▶ [Written exercise] Please copy out word for word the rows from the line containing "Where can the skyscraper" through the end of the rows, both ends included, and leave the pictures out of your answer.

▶ [Record list]
________________________________________

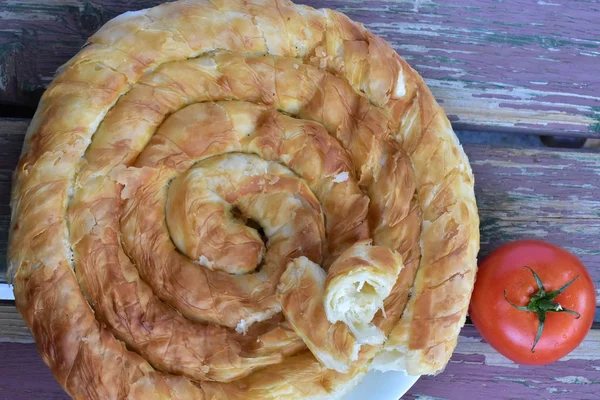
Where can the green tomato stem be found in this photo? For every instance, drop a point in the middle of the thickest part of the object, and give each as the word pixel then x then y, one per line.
pixel 542 302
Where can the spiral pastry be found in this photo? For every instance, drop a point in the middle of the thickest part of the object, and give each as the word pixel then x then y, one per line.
pixel 240 200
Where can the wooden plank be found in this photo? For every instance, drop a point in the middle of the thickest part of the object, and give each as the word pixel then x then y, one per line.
pixel 510 66
pixel 537 193
pixel 475 371
pixel 24 375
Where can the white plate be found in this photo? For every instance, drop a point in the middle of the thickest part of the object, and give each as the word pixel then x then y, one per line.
pixel 377 385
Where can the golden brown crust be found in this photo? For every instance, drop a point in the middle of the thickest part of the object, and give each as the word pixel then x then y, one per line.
pixel 155 92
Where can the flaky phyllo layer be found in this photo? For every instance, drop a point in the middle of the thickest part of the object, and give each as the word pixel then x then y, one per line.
pixel 240 200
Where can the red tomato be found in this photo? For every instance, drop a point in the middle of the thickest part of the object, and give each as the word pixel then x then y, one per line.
pixel 512 331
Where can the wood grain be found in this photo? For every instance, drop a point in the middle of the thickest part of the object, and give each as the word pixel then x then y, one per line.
pixel 537 193
pixel 475 371
pixel 12 327
pixel 512 66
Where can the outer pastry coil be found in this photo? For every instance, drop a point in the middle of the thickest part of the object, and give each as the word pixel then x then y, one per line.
pixel 190 154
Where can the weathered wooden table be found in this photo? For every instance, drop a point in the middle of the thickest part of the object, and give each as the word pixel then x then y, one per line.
pixel 519 67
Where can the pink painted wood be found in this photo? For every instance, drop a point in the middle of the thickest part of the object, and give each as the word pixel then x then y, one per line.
pixel 518 65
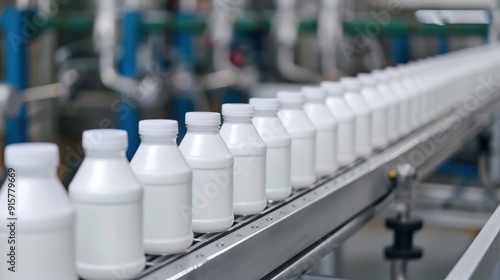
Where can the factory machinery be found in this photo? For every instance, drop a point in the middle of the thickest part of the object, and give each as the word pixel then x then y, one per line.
pixel 289 238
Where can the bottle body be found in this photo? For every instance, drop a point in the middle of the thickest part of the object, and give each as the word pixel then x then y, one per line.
pixel 326 138
pixel 345 129
pixel 167 179
pixel 303 146
pixel 278 156
pixel 212 187
pixel 392 112
pixel 379 117
pixel 44 230
pixel 249 172
pixel 404 109
pixel 363 124
pixel 107 195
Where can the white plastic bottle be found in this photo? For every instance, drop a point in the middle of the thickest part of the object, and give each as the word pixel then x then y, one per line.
pixel 344 116
pixel 166 178
pixel 108 200
pixel 380 107
pixel 212 164
pixel 326 130
pixel 363 116
pixel 37 233
pixel 278 144
pixel 303 135
pixel 249 151
pixel 385 89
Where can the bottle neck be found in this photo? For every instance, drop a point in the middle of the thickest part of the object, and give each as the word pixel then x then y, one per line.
pixel 40 171
pixel 159 139
pixel 292 106
pixel 266 113
pixel 207 129
pixel 238 119
pixel 315 101
pixel 107 154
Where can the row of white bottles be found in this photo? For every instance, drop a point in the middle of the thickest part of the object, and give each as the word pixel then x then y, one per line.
pixel 118 211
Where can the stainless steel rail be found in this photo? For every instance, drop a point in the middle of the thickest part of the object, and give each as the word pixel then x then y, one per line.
pixel 267 245
pixel 482 255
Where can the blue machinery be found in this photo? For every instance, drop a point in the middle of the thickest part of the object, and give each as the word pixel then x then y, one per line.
pixel 18 35
pixel 16 39
pixel 128 67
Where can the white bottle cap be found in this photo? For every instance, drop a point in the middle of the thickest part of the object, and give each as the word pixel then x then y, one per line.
pixel 367 80
pixel 314 93
pixel 238 110
pixel 158 127
pixel 351 84
pixel 381 75
pixel 392 72
pixel 32 155
pixel 105 139
pixel 333 88
pixel 291 97
pixel 203 118
pixel 265 104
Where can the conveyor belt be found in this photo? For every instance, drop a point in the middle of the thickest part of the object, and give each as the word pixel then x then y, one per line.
pixel 258 246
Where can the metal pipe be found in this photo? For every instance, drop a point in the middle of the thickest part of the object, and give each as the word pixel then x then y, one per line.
pixel 286 30
pixel 306 261
pixel 435 4
pixel 16 70
pixel 105 39
pixel 329 33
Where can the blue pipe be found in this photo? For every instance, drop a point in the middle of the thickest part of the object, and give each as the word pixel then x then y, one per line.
pixel 128 68
pixel 443 46
pixel 400 47
pixel 17 37
pixel 184 46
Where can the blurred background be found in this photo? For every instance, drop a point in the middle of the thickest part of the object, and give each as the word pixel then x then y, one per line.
pixel 72 65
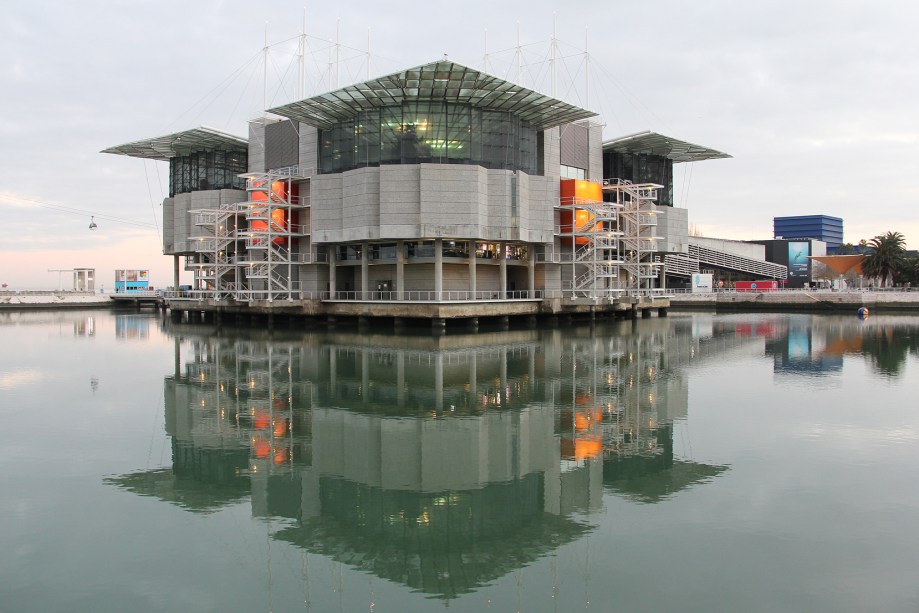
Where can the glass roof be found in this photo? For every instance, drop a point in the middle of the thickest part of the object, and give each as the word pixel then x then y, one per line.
pixel 652 143
pixel 181 143
pixel 442 80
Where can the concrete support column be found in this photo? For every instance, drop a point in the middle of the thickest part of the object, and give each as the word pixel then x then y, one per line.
pixel 400 379
pixel 502 260
pixel 365 377
pixel 333 373
pixel 365 272
pixel 502 373
pixel 473 380
pixel 472 263
pixel 400 270
pixel 439 381
pixel 332 254
pixel 438 268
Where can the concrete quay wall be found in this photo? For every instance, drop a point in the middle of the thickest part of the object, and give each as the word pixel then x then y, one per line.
pixel 434 311
pixel 800 300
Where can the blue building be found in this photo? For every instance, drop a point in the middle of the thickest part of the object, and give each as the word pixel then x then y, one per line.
pixel 818 227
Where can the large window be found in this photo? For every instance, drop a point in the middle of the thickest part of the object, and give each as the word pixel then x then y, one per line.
pixel 206 170
pixel 429 131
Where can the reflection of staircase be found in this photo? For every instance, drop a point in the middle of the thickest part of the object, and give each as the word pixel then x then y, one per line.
pixel 637 224
pixel 271 235
pixel 215 248
pixel 699 255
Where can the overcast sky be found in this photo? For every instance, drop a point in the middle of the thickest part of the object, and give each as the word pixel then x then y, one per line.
pixel 816 101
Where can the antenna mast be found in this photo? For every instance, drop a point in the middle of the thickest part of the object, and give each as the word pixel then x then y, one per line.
pixel 301 89
pixel 265 76
pixel 552 46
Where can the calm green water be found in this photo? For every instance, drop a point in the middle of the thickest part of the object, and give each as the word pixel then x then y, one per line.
pixel 688 463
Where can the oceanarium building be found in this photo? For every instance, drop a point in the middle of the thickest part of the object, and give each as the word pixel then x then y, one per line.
pixel 439 191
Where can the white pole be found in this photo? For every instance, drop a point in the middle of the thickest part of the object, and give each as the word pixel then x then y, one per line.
pixel 552 55
pixel 302 86
pixel 265 79
pixel 586 71
pixel 519 57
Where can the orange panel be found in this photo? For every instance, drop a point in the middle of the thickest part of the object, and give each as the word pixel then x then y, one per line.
pixel 575 191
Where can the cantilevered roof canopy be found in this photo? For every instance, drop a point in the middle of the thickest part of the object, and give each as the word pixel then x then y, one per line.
pixel 181 143
pixel 652 143
pixel 841 264
pixel 444 80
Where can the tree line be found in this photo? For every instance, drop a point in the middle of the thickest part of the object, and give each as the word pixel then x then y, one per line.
pixel 886 259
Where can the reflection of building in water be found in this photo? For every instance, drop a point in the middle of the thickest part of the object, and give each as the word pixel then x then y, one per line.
pixel 84 326
pixel 441 463
pixel 132 327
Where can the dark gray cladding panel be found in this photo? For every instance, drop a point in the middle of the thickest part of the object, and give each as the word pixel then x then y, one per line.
pixel 575 142
pixel 282 147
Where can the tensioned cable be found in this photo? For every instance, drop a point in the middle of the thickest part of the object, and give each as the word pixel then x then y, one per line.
pixel 150 192
pixel 73 210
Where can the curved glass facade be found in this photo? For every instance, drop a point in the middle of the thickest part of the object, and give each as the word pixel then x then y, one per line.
pixel 205 170
pixel 437 132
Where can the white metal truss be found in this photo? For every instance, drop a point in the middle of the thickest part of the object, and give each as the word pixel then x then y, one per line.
pixel 638 225
pixel 613 246
pixel 250 250
pixel 216 249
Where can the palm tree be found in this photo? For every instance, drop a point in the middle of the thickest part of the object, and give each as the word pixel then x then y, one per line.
pixel 886 255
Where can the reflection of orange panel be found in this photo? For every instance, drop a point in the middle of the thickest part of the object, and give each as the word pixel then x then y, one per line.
pixel 567 448
pixel 261 449
pixel 588 448
pixel 581 448
pixel 584 420
pixel 261 420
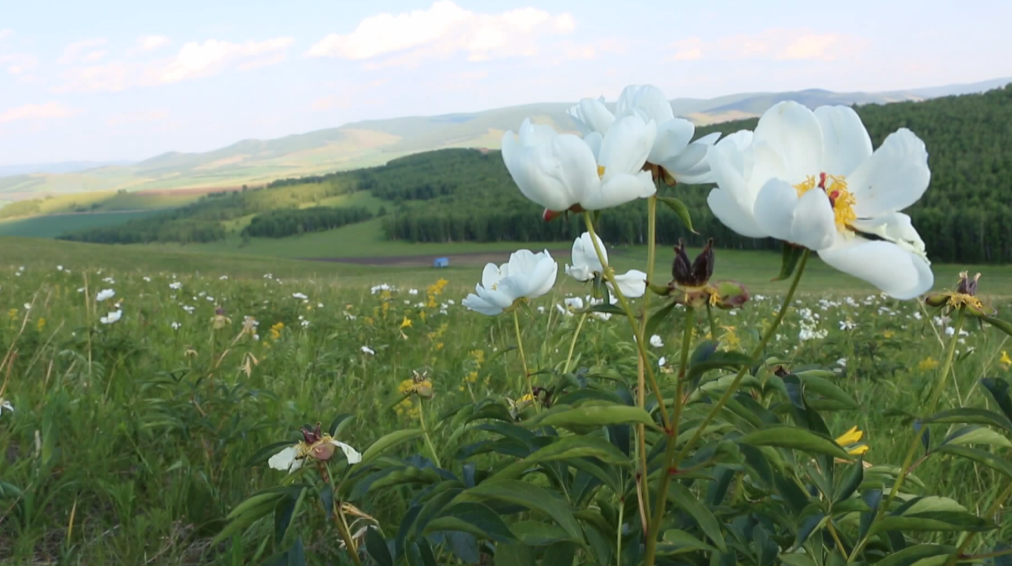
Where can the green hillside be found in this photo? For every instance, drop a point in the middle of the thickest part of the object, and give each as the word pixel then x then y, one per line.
pixel 370 143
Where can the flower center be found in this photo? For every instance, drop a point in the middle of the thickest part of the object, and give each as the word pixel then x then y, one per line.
pixel 840 198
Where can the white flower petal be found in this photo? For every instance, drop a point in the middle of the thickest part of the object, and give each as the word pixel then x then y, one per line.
pixel 845 140
pixel 349 453
pixel 895 270
pixel 283 460
pixel 793 133
pixel 893 178
pixel 633 284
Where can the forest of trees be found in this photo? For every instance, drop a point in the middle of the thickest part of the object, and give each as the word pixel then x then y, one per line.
pixel 292 222
pixel 467 194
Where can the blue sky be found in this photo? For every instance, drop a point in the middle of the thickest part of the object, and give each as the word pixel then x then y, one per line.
pixel 117 79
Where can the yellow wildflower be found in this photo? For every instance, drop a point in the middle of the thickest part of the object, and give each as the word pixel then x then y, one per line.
pixel 927 364
pixel 850 439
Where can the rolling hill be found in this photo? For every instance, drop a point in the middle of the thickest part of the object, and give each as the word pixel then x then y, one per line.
pixel 365 144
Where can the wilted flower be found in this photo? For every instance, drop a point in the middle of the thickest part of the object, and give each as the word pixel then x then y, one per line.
pixel 526 275
pixel 691 285
pixel 112 317
pixel 220 321
pixel 315 445
pixel 586 265
pixel 812 179
pixel 849 440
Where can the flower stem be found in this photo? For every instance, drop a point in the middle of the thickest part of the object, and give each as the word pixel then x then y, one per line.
pixel 576 334
pixel 523 357
pixel 610 276
pixel 672 436
pixel 425 433
pixel 915 439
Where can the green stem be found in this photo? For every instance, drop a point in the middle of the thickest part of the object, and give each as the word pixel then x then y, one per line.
pixel 576 334
pixel 610 276
pixel 915 438
pixel 425 433
pixel 672 435
pixel 733 388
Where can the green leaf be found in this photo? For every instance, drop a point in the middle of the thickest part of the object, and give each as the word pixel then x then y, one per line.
pixel 518 555
pixel 720 359
pixel 678 542
pixel 827 389
pixel 850 482
pixel 530 496
pixel 655 319
pixel 566 449
pixel 679 209
pixel 919 555
pixel 974 434
pixel 388 441
pixel 376 546
pixel 990 460
pixel 789 256
pixel 793 437
pixel 595 415
pixel 1000 324
pixel 1002 392
pixel 703 517
pixel 972 416
pixel 477 518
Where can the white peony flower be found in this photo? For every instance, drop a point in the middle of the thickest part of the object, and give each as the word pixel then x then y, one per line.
pixel 633 284
pixel 112 317
pixel 526 275
pixel 563 172
pixel 105 295
pixel 812 179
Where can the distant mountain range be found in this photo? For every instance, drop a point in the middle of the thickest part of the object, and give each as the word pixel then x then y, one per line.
pixel 370 143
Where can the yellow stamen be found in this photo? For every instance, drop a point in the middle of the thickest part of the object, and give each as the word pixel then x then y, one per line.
pixel 836 188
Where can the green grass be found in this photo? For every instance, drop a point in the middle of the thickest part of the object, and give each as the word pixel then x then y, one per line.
pixel 53 226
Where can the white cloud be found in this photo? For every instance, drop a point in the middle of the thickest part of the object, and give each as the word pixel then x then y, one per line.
pixel 151 43
pixel 441 30
pixel 79 51
pixel 193 60
pixel 36 111
pixel 776 44
pixel 200 60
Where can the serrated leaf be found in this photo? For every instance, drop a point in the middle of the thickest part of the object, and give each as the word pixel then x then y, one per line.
pixel 793 437
pixel 679 209
pixel 971 415
pixel 694 507
pixel 388 441
pixel 596 415
pixel 974 434
pixel 986 458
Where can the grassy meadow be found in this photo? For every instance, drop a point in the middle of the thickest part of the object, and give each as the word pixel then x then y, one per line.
pixel 130 441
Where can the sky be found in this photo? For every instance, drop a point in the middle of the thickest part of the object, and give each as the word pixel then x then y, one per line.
pixel 108 80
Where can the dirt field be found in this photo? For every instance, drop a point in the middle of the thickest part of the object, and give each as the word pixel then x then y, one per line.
pixel 474 258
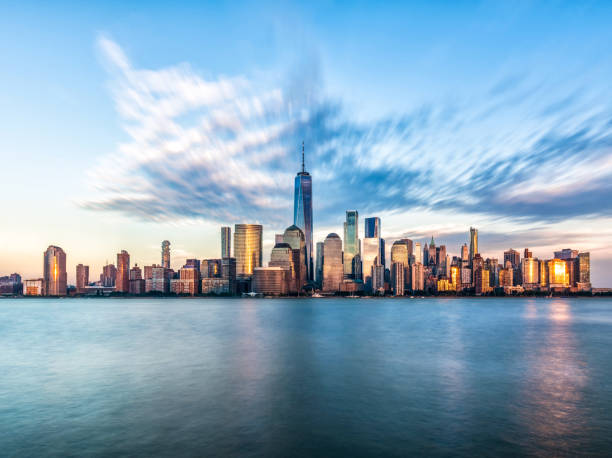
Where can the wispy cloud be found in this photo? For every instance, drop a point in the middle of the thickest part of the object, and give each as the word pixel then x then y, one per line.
pixel 227 149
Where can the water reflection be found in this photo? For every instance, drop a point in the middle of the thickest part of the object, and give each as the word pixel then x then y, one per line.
pixel 552 411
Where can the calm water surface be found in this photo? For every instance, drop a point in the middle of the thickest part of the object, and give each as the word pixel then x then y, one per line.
pixel 249 377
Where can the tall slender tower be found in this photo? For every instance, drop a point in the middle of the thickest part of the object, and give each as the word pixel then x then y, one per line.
pixel 226 243
pixel 55 278
pixel 473 243
pixel 166 254
pixel 247 248
pixel 302 211
pixel 351 242
pixel 122 281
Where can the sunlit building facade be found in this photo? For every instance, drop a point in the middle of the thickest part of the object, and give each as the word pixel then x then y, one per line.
pixel 558 276
pixel 226 242
pixel 247 248
pixel 54 271
pixel 82 277
pixel 351 242
pixel 122 281
pixel 333 271
pixel 166 254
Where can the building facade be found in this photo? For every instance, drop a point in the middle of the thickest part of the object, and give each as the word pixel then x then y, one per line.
pixel 247 248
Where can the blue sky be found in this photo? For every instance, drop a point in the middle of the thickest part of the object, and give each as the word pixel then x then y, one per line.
pixel 122 125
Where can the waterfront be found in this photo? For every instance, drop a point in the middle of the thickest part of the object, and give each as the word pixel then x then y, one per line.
pixel 286 377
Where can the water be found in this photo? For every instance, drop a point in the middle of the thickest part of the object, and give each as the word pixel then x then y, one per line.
pixel 288 377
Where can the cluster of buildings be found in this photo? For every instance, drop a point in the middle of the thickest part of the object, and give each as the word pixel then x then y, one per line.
pixel 348 265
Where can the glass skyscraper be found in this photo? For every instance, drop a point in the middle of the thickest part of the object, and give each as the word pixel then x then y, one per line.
pixel 302 211
pixel 351 242
pixel 247 248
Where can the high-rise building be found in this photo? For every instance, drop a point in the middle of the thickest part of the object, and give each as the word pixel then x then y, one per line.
pixel 531 272
pixel 165 254
pixel 108 275
pixel 54 267
pixel 122 281
pixel 319 265
pixel 294 237
pixel 417 276
pixel 514 257
pixel 465 256
pixel 398 277
pixel 584 270
pixel 473 243
pixel 137 284
pixel 351 242
pixel 333 272
pixel 566 253
pixel 226 242
pixel 82 277
pixel 302 212
pixel 247 248
pixel 558 277
pixel 372 249
pixel 269 280
pixel 418 253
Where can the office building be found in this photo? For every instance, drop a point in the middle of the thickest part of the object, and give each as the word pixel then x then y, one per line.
pixel 294 237
pixel 122 281
pixel 54 268
pixel 398 276
pixel 333 272
pixel 319 265
pixel 514 257
pixel 417 277
pixel 566 253
pixel 351 242
pixel 108 276
pixel 226 242
pixel 473 243
pixel 247 248
pixel 270 281
pixel 165 254
pixel 228 272
pixel 34 287
pixel 82 277
pixel 302 212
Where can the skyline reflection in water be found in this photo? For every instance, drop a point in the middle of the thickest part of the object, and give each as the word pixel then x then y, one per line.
pixel 299 377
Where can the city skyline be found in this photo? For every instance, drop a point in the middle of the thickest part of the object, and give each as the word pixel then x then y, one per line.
pixel 515 143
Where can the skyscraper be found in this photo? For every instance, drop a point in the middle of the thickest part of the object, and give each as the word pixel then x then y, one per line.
pixel 54 268
pixel 302 211
pixel 294 237
pixel 226 242
pixel 82 277
pixel 247 248
pixel 351 242
pixel 333 273
pixel 166 254
pixel 418 253
pixel 319 264
pixel 473 243
pixel 122 281
pixel 371 255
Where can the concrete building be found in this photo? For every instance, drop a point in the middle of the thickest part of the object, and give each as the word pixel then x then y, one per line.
pixel 122 281
pixel 82 277
pixel 54 271
pixel 247 248
pixel 270 281
pixel 333 269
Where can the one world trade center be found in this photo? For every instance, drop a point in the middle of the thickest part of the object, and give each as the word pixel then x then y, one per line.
pixel 302 211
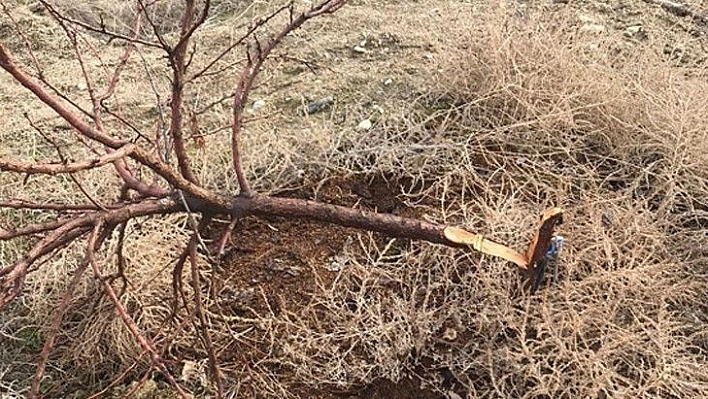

________________________________________

▶ [Solution for this problem]
Where can the skyscraper be found in this photo? For every instance, drop a point in the middle of the thickest part of the object, and give each as the word pixel then x then y, one per line.
pixel 54 268
pixel 302 211
pixel 294 237
pixel 226 242
pixel 82 277
pixel 247 248
pixel 351 242
pixel 333 273
pixel 166 254
pixel 418 253
pixel 319 264
pixel 473 243
pixel 122 281
pixel 371 255
Where can the concrete building be found in this photo? For every instance, drop a point in the middle of the thickest part of the object, and give each as the word pixel then x then y, one per line.
pixel 122 281
pixel 82 277
pixel 54 271
pixel 247 248
pixel 270 281
pixel 333 269
Where can the one world trade center be found in this photo? For every instance, drop a point in the middle of the thickest part of the object, and give each as the word pixel then x then y, one per line.
pixel 302 211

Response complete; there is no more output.